## Begin
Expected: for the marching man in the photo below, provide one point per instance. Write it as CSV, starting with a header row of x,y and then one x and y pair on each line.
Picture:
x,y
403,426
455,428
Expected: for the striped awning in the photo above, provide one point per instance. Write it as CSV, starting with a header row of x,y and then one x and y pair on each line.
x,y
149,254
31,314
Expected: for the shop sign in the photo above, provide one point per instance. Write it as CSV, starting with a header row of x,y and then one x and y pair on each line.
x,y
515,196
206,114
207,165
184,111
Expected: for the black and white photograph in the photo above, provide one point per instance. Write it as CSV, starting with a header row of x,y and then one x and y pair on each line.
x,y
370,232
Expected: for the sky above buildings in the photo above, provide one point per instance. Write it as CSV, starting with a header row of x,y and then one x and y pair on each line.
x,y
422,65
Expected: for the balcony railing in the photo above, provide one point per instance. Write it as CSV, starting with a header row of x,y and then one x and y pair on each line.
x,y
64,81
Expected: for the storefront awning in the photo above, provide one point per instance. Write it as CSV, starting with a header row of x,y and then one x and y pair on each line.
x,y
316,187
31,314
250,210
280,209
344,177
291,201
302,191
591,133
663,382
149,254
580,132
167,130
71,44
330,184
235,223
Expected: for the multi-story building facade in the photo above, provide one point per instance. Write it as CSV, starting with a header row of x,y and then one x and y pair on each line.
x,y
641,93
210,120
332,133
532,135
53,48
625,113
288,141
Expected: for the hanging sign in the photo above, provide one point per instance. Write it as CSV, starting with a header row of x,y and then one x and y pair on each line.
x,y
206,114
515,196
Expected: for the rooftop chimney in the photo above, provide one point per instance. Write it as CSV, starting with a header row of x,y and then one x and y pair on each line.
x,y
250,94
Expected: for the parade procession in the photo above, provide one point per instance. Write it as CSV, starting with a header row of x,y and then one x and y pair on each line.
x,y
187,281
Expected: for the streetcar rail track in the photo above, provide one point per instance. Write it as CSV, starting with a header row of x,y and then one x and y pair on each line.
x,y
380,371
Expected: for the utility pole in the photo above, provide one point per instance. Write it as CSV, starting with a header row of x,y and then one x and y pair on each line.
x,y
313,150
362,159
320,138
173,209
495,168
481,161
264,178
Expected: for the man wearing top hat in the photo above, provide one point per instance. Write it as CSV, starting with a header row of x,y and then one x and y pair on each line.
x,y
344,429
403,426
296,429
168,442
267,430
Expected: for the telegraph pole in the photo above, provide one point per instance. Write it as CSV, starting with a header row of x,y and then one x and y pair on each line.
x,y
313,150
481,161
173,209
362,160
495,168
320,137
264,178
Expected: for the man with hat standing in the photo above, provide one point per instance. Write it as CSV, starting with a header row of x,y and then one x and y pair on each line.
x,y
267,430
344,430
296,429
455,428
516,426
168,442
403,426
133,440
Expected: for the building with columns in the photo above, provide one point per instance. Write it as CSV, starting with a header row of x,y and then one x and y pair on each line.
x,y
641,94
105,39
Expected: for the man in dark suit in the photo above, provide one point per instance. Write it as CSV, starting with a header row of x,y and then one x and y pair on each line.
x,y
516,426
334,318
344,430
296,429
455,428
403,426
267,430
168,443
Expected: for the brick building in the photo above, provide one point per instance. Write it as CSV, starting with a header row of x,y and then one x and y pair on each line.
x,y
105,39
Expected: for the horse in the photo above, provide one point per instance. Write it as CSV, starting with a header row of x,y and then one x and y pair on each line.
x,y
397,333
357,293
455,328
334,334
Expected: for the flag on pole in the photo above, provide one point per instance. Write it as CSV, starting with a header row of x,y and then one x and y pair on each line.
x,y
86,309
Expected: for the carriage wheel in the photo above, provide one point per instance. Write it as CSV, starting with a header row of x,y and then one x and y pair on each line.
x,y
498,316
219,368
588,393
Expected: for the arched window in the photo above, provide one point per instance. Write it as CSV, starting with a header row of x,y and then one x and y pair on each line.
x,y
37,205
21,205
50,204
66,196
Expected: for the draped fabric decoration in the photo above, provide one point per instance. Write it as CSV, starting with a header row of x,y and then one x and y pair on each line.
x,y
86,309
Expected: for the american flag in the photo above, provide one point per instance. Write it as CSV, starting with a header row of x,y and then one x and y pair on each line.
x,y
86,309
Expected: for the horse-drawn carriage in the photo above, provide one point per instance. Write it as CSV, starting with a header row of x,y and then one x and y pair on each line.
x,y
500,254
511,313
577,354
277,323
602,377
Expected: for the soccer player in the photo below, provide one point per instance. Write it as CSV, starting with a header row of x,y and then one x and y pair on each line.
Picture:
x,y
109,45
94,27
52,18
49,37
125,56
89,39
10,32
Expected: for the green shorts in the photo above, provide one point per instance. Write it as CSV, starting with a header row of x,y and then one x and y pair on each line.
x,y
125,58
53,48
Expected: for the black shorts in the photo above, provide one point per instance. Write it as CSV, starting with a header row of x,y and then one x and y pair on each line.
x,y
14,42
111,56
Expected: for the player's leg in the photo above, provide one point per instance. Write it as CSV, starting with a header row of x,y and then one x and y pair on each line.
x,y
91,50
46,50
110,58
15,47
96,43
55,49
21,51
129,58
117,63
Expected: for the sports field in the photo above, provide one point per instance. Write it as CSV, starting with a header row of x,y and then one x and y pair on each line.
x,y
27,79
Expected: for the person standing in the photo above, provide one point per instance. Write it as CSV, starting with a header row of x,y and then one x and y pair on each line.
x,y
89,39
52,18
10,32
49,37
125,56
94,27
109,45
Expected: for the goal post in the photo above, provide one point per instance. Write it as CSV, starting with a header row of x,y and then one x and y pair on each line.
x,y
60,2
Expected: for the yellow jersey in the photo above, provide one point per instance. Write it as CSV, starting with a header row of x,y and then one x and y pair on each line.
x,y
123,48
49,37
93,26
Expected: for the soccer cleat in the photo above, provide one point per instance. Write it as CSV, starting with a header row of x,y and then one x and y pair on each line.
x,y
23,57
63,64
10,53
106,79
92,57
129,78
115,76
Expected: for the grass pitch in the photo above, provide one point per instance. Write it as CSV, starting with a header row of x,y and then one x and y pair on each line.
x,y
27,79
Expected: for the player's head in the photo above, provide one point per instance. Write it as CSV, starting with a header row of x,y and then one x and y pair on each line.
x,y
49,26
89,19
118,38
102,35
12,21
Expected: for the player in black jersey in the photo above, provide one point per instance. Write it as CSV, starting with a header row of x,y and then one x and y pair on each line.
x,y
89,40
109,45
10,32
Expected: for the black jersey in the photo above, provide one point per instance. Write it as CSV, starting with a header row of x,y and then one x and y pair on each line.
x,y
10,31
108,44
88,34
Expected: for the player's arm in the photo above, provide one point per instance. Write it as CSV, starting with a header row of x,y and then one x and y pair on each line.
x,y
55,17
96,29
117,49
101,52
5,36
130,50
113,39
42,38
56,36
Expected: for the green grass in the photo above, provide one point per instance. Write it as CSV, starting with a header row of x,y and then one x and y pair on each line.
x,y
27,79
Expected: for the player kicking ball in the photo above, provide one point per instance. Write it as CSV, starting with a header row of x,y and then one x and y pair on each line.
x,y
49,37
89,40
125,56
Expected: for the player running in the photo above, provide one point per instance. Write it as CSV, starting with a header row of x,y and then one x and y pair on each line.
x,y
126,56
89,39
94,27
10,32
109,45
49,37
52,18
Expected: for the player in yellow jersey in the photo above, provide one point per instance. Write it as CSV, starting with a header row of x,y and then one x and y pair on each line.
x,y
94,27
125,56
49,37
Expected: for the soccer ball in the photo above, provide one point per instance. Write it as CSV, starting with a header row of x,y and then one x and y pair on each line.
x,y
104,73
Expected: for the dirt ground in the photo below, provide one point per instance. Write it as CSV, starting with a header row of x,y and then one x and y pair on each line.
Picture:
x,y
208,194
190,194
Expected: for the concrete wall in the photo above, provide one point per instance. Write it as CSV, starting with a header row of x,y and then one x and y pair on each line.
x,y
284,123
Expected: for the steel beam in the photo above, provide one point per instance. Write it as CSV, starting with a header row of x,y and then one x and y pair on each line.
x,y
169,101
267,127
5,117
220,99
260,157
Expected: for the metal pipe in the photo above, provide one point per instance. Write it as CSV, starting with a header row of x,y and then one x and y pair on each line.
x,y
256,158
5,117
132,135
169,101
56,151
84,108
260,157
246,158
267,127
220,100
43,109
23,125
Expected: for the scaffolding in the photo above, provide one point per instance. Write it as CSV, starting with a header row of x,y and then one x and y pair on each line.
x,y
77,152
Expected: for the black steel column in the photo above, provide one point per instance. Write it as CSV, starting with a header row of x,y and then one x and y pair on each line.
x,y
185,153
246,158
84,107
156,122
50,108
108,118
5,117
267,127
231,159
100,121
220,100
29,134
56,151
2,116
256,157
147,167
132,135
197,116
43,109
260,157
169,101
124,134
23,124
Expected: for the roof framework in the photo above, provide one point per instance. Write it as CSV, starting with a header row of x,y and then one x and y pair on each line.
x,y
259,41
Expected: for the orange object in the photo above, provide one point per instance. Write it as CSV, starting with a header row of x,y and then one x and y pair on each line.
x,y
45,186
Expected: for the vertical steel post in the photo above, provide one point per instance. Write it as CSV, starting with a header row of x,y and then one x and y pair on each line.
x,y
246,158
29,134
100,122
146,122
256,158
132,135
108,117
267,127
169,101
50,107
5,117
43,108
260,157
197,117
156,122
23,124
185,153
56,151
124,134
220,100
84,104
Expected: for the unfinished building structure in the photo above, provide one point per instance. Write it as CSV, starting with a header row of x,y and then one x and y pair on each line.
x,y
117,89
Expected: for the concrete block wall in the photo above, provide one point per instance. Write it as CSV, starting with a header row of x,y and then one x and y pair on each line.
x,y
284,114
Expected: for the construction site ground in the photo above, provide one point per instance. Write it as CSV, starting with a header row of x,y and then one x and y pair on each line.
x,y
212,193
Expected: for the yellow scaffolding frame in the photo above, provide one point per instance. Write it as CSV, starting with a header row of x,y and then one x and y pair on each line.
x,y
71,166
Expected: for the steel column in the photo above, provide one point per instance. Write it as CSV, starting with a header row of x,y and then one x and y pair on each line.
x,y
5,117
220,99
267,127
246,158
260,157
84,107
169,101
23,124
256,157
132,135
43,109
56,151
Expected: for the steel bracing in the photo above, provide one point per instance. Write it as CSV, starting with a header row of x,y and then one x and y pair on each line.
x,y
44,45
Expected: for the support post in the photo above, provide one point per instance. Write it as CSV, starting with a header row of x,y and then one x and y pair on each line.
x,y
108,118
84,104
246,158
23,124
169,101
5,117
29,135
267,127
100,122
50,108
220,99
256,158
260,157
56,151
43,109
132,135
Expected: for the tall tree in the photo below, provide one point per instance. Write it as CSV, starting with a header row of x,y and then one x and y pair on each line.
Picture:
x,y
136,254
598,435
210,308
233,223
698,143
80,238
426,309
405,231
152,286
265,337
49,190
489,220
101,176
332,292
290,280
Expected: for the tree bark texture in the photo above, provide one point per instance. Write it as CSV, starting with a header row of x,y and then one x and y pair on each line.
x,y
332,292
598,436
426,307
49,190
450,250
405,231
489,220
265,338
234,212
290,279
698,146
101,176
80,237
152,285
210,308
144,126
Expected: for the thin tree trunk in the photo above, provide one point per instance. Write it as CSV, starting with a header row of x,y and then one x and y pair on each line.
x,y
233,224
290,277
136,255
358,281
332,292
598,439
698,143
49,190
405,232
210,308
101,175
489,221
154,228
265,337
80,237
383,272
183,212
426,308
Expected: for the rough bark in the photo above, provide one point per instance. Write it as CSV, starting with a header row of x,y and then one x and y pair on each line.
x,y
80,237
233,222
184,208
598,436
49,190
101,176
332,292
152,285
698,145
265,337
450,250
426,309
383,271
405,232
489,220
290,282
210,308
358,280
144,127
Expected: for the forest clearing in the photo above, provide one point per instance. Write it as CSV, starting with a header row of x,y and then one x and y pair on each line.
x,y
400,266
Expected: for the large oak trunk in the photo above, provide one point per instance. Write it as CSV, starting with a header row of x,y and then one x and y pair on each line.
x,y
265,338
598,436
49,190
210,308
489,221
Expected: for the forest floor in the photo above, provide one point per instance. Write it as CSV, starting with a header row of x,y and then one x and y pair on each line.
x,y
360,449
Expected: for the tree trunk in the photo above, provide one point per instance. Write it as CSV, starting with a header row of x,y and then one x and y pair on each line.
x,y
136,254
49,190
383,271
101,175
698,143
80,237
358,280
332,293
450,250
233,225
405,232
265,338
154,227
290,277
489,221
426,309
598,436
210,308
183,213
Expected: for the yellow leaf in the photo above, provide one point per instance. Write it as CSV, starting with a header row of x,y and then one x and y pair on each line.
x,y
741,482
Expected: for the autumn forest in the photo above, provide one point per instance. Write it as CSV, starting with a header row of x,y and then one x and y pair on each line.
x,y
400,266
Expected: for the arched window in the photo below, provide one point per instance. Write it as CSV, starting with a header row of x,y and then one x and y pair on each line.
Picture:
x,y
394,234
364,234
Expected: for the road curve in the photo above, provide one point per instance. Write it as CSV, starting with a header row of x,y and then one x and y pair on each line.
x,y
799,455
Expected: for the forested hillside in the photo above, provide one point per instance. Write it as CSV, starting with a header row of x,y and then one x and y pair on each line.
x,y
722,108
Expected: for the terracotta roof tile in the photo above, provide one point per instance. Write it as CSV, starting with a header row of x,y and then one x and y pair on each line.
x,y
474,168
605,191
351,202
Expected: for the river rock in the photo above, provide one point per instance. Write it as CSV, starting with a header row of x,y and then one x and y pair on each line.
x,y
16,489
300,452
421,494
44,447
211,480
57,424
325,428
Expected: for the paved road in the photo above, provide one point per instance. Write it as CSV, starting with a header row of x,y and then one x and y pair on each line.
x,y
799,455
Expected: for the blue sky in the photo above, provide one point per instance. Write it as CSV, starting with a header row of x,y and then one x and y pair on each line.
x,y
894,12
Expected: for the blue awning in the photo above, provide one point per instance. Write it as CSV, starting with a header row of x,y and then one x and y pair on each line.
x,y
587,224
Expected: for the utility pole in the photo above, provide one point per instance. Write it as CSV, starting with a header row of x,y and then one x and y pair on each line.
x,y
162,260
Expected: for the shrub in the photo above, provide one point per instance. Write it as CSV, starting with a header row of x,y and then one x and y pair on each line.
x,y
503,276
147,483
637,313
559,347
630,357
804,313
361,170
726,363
## End
### Exercise details
Only the lines from the one containing "Expected: for the road" to the end of the data should be printed, exactly as they stand.

### Task solution
Expected: for the road curve in the photo above, provide one point per instance. Write it as CSV, starting with a header row of x,y and then one x and y pair on each line.
x,y
799,455
Expected: for the forested hillside in the photo above, provide one point per instance. Write it as CSV, starting with a header row of x,y and then one x and y pair on each line.
x,y
722,108
Expected: for the terracotta roof tile in the photo above, provide one point per instance. Write it as CSV, starting with a header row of x,y and then one x and y pair on each line.
x,y
474,168
605,191
351,202
Expected: for the river rock in the photo above, provide one point per instance. Write it as CSV, starting with a header row of x,y and then one x and y pair on each line.
x,y
16,489
300,452
421,494
44,447
211,480
57,424
325,428
Expected: for the paved road in the photo above, provide one point per instance. Write it as CSV, starting with a header row of x,y and then one x and y pair on each line.
x,y
799,455
Expected: for the blue sky in the photo above, provide one point per instance. Write it as CSV, starting with a header row of x,y and then one x and y pair on each line.
x,y
894,12
Expected: for the blue awning in the photo above, provide one point per instance. Write it as CSV, starting with a header row of x,y and then one x and y pair on each line.
x,y
587,224
Expected: for the utility pole in the photo above, provide one point per instance. Write it as CSV, starting with a header row of x,y and then one x and y pair on each line.
x,y
162,260
Expected: for the shrub in the photo above, provide one point per instance. Write it as CSV, starting with a header row of x,y and then one x and y pair on each line.
x,y
503,276
147,483
637,313
559,347
630,357
804,313
361,170
726,363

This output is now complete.